* begin Data excerpts *
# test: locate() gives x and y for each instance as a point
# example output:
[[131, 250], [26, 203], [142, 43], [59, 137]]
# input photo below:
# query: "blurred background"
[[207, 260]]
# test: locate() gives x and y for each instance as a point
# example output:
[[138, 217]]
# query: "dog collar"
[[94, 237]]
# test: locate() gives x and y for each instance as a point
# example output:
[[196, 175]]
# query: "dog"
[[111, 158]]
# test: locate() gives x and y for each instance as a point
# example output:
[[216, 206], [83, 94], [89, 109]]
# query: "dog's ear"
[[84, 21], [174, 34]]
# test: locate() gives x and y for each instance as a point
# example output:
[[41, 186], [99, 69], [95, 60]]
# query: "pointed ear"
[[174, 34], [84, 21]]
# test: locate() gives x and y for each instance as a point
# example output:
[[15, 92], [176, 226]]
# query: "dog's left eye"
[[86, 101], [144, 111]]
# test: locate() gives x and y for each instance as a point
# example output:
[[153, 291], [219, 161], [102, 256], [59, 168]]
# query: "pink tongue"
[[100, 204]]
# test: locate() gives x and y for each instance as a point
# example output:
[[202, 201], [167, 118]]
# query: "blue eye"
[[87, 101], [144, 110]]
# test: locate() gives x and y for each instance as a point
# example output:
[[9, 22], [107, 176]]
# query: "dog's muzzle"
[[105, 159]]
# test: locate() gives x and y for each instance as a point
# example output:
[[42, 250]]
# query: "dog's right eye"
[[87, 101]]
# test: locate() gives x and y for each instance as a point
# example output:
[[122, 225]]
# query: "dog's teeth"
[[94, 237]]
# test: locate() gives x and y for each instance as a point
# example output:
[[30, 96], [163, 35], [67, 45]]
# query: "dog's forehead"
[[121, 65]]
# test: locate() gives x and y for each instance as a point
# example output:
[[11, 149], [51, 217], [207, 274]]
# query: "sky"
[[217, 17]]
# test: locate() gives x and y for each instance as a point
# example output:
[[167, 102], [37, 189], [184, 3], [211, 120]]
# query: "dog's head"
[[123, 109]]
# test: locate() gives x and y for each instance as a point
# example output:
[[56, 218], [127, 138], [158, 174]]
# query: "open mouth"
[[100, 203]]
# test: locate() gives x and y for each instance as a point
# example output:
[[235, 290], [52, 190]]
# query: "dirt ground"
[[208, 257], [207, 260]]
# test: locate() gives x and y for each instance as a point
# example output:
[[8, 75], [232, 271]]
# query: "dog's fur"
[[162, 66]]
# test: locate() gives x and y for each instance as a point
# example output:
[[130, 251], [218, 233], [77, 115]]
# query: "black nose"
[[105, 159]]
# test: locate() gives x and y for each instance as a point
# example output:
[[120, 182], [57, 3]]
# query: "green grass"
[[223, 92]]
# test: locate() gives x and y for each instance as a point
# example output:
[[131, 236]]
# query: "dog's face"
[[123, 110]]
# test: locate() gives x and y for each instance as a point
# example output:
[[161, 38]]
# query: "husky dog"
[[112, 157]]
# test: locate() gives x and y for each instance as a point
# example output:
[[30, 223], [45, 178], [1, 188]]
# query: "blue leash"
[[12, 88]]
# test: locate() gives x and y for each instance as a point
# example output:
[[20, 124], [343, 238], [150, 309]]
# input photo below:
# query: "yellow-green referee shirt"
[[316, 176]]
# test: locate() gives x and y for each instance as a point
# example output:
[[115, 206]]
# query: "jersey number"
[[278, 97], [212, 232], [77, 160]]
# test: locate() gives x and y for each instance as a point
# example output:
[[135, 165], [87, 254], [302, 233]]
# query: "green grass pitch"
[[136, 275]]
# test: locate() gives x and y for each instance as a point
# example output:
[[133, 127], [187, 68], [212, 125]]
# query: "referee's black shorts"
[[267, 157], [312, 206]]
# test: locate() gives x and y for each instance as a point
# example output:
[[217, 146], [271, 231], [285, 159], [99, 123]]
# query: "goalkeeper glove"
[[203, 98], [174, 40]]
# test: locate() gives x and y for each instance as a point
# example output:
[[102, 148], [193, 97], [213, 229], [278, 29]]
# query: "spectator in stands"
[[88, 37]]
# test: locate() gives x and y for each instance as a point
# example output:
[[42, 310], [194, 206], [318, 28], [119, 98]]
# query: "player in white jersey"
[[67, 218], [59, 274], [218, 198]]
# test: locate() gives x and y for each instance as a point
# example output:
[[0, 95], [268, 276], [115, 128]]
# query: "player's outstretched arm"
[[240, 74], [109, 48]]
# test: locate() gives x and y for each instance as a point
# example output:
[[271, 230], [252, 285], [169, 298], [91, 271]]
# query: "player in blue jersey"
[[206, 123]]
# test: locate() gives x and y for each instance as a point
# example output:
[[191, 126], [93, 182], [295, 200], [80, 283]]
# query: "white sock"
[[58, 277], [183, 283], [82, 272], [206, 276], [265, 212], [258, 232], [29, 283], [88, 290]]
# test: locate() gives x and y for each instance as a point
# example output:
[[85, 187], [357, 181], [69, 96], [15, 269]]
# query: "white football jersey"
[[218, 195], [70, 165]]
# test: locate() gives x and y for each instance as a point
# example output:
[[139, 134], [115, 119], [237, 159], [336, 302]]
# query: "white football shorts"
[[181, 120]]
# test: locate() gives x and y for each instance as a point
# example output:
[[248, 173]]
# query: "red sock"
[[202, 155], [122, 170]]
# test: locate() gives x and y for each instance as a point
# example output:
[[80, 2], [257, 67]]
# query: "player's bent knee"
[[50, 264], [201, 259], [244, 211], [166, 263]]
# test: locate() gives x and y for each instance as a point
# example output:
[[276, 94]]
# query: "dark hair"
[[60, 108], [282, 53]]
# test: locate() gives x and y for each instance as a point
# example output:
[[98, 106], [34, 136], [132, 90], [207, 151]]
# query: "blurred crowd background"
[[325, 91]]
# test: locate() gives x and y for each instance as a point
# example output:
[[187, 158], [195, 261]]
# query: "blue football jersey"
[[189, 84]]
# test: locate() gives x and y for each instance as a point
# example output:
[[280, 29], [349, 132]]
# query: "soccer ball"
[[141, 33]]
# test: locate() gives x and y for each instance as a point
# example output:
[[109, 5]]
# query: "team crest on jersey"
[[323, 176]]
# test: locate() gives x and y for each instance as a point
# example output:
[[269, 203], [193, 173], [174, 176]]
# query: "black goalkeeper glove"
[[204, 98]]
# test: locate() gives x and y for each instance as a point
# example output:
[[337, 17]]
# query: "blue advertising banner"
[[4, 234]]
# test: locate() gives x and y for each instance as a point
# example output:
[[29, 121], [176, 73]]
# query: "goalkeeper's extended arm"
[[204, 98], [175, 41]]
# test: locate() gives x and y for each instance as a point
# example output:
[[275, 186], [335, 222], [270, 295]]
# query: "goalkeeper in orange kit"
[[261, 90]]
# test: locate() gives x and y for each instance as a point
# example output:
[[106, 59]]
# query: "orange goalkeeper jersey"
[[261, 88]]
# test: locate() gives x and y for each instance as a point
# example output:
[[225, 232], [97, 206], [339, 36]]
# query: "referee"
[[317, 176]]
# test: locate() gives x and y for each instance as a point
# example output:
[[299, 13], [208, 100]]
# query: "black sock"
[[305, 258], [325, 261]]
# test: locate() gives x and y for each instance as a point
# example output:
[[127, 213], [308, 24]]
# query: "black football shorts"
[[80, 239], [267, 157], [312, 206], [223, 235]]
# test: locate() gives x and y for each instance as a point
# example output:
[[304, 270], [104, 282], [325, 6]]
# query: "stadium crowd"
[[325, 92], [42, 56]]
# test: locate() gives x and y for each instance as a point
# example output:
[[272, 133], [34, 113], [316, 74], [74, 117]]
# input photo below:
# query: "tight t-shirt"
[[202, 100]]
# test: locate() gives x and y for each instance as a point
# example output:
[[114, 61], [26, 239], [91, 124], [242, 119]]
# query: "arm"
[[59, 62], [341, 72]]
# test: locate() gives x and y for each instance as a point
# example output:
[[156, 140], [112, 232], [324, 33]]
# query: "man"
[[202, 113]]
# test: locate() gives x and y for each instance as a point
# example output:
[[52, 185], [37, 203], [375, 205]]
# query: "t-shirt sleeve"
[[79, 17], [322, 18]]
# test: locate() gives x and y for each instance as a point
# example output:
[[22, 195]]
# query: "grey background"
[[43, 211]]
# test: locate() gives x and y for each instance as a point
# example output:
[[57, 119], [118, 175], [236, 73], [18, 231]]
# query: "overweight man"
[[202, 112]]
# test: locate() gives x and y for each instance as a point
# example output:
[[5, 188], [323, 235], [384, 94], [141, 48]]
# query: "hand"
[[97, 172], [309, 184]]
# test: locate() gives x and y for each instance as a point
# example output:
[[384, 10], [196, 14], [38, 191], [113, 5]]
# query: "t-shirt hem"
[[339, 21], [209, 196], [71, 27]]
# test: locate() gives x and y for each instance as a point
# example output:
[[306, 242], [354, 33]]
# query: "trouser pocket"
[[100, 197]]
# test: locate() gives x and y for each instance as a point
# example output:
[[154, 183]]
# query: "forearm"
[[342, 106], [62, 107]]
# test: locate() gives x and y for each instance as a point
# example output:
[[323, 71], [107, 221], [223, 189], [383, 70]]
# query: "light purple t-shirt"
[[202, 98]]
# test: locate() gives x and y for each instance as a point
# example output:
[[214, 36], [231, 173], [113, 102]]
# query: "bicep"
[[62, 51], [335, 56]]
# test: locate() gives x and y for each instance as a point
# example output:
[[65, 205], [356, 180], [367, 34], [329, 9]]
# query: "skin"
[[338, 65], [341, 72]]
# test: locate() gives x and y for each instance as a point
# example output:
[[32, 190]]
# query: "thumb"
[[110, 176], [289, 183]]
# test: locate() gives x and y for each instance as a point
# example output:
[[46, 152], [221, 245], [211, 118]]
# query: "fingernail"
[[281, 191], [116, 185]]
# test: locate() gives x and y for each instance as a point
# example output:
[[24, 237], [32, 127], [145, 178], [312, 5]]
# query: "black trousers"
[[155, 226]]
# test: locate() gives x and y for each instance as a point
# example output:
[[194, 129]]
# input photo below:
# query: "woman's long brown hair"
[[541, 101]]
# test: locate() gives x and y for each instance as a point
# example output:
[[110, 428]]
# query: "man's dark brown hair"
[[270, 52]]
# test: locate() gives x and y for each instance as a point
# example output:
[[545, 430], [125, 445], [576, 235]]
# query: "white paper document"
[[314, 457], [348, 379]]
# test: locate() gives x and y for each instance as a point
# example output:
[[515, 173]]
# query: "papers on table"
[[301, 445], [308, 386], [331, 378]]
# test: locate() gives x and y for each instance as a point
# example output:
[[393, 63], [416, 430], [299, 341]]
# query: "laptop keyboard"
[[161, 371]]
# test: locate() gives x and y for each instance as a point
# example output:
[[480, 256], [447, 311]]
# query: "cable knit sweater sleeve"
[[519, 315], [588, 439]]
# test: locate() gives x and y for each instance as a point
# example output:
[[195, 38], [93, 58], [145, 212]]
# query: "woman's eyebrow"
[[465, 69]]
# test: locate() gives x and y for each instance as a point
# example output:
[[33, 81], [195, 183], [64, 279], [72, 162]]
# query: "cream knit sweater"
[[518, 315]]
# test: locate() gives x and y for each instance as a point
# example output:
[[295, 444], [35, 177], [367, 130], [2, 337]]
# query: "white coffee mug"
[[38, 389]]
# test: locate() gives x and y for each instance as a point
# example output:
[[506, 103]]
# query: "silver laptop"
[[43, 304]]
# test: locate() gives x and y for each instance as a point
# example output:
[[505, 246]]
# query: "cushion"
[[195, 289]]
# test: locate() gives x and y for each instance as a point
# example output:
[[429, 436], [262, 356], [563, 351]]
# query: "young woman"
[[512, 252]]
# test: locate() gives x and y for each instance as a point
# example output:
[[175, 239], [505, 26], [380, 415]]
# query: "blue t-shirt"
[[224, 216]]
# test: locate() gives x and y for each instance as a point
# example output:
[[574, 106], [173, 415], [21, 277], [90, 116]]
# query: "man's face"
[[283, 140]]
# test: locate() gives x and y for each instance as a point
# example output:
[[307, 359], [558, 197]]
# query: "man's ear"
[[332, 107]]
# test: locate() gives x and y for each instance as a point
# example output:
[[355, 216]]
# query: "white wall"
* end Data excerpts *
Prompt |
Pull out each line above that contains the word "green", and copy those lines.

Exercise result |
# query: "green grass"
# query: "yellow-green referee shirt"
# query: "green grass pitch"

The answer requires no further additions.